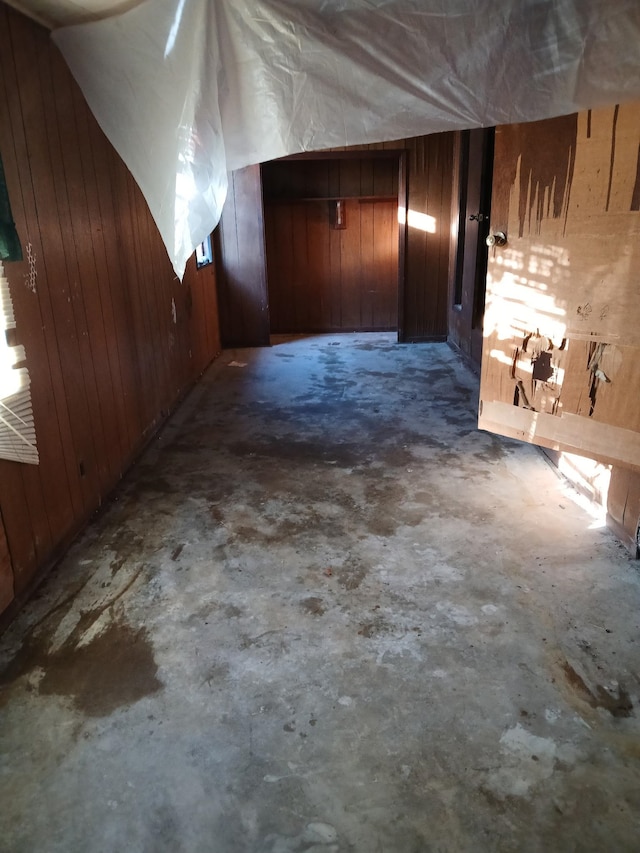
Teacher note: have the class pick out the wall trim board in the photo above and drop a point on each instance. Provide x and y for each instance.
(347, 154)
(569, 432)
(112, 339)
(426, 339)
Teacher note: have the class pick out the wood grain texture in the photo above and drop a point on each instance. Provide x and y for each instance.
(6, 571)
(323, 279)
(242, 278)
(562, 326)
(112, 339)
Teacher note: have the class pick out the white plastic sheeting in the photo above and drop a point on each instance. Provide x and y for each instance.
(188, 89)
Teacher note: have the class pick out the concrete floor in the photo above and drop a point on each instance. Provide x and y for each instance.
(324, 613)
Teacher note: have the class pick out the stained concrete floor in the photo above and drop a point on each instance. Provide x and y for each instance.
(324, 613)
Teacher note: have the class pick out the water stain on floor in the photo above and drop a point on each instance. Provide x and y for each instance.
(114, 669)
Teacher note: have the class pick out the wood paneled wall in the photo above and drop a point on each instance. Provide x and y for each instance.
(424, 256)
(112, 338)
(323, 278)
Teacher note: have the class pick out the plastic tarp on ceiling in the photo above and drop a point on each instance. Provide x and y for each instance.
(189, 89)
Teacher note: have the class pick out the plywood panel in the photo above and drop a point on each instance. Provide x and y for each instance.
(93, 300)
(562, 325)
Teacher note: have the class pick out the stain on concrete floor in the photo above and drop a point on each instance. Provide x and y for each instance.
(324, 613)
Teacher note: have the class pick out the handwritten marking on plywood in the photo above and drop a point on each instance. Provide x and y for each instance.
(562, 323)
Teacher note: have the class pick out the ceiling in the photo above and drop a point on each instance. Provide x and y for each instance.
(60, 13)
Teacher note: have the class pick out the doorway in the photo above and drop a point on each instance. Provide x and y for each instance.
(333, 239)
(471, 219)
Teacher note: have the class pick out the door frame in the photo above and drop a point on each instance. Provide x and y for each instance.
(371, 154)
(472, 185)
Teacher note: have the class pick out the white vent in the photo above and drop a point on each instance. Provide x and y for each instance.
(17, 432)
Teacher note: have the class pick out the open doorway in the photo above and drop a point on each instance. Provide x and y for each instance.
(473, 172)
(333, 241)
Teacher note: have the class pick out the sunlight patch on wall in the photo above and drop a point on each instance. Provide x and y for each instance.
(415, 219)
(17, 432)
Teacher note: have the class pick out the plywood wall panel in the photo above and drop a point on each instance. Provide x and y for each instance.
(324, 279)
(562, 339)
(108, 356)
(242, 283)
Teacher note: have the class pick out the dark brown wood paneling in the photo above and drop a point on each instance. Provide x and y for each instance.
(429, 179)
(242, 280)
(323, 278)
(424, 255)
(112, 338)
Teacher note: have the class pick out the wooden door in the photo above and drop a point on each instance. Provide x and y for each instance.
(562, 322)
(473, 178)
(6, 570)
(332, 242)
(243, 301)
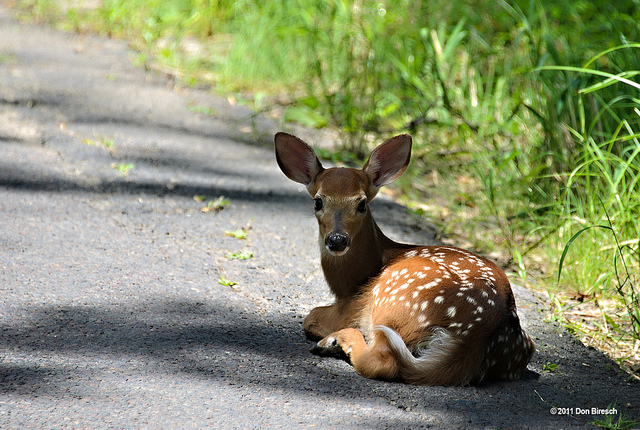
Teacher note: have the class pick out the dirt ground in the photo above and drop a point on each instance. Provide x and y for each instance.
(111, 310)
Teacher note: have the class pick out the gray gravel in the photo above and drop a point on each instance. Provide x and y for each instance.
(111, 313)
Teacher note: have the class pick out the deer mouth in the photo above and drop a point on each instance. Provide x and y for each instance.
(337, 244)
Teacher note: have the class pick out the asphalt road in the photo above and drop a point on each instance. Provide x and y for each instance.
(111, 313)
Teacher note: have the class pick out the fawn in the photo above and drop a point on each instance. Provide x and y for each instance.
(430, 315)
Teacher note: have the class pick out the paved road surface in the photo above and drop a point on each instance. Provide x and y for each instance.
(111, 314)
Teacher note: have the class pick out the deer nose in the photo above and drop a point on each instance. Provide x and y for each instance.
(337, 242)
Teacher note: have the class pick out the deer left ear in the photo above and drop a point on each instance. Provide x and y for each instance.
(389, 160)
(296, 159)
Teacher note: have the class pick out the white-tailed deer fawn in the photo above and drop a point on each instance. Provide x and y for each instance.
(432, 315)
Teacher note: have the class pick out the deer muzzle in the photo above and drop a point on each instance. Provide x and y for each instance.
(337, 243)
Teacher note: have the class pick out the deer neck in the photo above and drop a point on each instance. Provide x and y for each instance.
(369, 252)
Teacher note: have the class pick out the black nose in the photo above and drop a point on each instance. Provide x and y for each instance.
(337, 242)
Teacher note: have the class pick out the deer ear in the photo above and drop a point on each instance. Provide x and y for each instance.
(389, 160)
(296, 159)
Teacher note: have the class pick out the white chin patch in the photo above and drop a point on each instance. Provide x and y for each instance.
(337, 254)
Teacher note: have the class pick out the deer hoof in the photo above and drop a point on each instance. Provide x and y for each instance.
(328, 347)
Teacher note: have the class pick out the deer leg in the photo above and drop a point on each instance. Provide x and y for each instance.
(373, 361)
(324, 320)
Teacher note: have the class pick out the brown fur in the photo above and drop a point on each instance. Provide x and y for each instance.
(425, 315)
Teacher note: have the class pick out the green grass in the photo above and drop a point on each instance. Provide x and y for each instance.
(525, 114)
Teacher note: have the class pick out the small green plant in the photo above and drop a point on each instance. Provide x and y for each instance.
(226, 282)
(243, 255)
(240, 233)
(201, 109)
(216, 205)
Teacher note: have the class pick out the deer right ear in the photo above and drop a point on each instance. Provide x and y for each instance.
(296, 159)
(389, 160)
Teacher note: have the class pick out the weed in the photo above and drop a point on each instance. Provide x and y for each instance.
(226, 282)
(240, 233)
(616, 421)
(244, 255)
(216, 205)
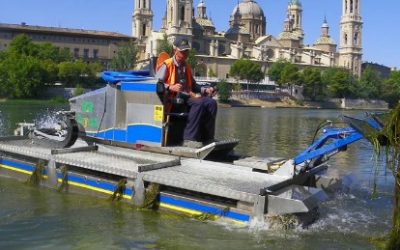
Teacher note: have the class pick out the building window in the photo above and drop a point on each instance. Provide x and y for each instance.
(182, 13)
(351, 6)
(95, 53)
(144, 29)
(86, 53)
(76, 52)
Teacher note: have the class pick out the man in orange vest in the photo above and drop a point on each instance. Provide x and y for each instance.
(177, 77)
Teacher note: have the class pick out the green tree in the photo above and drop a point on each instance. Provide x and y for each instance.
(340, 82)
(125, 58)
(290, 76)
(313, 87)
(370, 84)
(388, 140)
(275, 71)
(224, 91)
(23, 76)
(244, 69)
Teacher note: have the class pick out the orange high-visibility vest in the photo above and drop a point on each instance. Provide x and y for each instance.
(171, 79)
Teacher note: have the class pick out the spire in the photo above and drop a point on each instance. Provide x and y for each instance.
(295, 2)
(201, 10)
(325, 28)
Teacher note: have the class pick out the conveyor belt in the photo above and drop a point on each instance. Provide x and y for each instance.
(224, 180)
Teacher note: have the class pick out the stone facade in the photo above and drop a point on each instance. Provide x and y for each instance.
(247, 36)
(90, 46)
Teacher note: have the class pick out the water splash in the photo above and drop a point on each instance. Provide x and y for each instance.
(47, 119)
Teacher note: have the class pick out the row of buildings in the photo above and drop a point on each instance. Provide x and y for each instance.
(245, 36)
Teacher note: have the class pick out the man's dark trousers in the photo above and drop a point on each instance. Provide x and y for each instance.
(201, 119)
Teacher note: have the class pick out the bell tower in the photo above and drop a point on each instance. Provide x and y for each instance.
(350, 50)
(142, 19)
(142, 24)
(178, 20)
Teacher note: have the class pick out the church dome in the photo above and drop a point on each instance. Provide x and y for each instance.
(325, 40)
(201, 4)
(248, 7)
(295, 2)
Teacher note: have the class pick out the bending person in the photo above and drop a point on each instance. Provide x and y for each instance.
(177, 77)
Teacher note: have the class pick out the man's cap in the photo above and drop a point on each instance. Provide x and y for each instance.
(182, 44)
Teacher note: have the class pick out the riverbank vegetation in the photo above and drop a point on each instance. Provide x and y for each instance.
(27, 68)
(320, 84)
(387, 141)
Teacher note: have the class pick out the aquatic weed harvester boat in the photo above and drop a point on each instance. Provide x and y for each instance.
(120, 141)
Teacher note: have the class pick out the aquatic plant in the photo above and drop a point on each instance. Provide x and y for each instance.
(37, 175)
(64, 179)
(389, 139)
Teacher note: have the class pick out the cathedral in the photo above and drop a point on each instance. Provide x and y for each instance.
(246, 36)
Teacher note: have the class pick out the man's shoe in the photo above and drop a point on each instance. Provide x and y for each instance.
(209, 142)
(192, 144)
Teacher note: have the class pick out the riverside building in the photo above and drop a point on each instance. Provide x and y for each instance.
(88, 45)
(247, 36)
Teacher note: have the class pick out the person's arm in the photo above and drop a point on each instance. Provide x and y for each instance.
(201, 89)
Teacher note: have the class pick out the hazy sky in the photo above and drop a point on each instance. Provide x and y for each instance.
(380, 30)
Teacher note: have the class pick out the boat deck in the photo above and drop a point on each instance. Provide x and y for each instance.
(219, 179)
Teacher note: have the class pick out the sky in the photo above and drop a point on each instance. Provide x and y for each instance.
(381, 19)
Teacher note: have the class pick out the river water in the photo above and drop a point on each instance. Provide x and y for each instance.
(40, 218)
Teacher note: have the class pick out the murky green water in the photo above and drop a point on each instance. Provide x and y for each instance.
(39, 218)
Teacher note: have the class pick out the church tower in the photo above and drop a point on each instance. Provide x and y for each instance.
(142, 23)
(295, 13)
(350, 50)
(178, 20)
(142, 19)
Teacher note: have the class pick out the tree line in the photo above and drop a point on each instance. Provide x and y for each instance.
(334, 82)
(27, 68)
(320, 84)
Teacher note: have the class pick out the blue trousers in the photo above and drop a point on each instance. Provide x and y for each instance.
(201, 119)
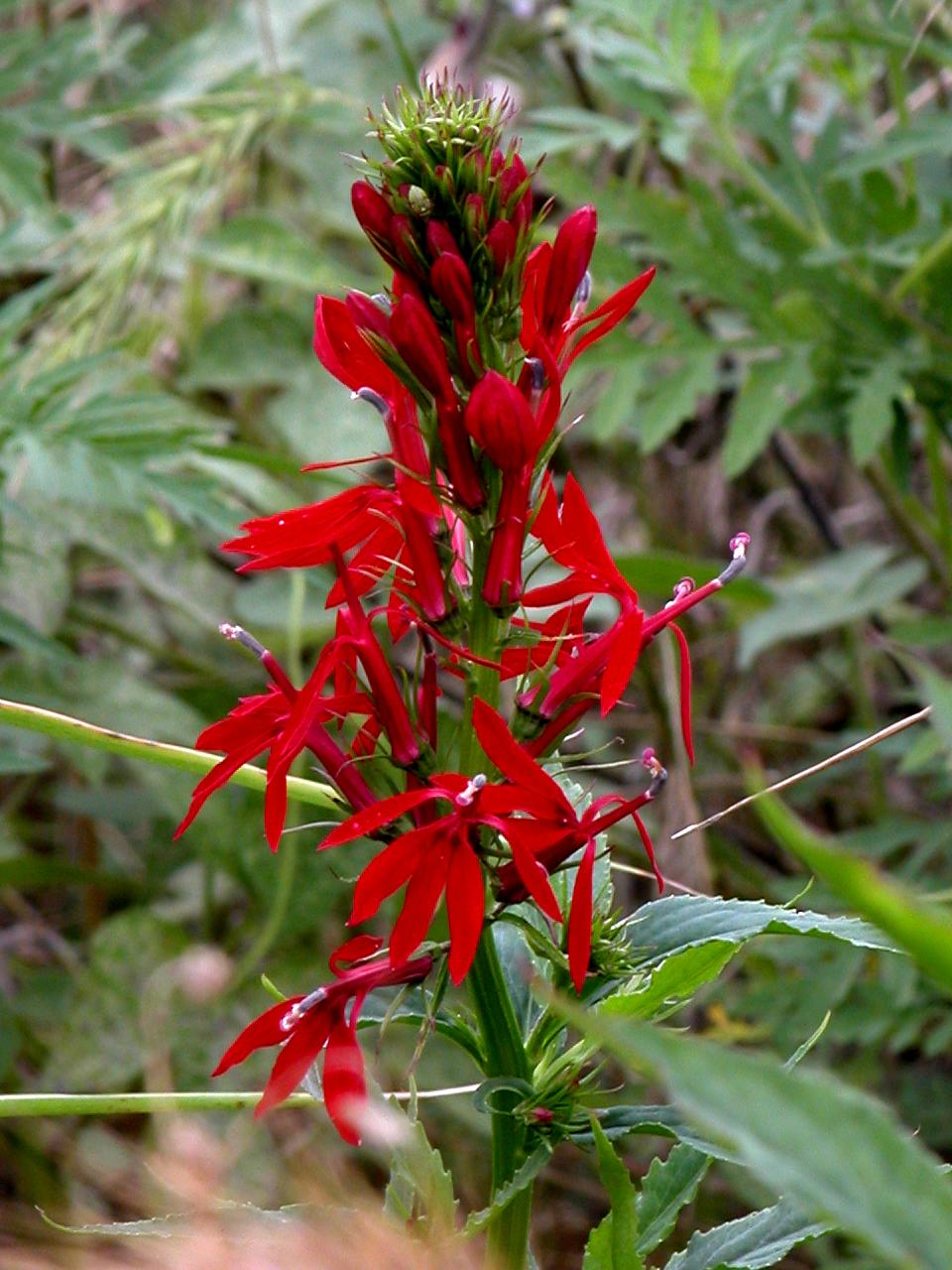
★ ★ ★
Objective:
Reproduce the rows from the line containing "Teacher note: have the class pick out the murky" through the end of the rows, replacing "church tower" with "bell tower" and leaving everything else unchanged. Omit the pictures.

Written response:
Teacher note: have the class pick out the murky green water in the photo above and drop a point on each instance. Provide x and y for each instance.
(39, 218)
Teacher note: have the class pick out the bell tower in the photo above and drop a point on each instance. Provide x and y for each instance.
(142, 23)
(295, 13)
(350, 50)
(178, 20)
(142, 19)
Teacher note: have the class pick out the tree line in the photo above and drop a point on each instance. Provide x and y for each instance.
(334, 82)
(27, 68)
(320, 84)
Teacher note: have the class pick out the blue trousers in the photo above and drop a point on each instance. Provide x and y for each instance.
(201, 119)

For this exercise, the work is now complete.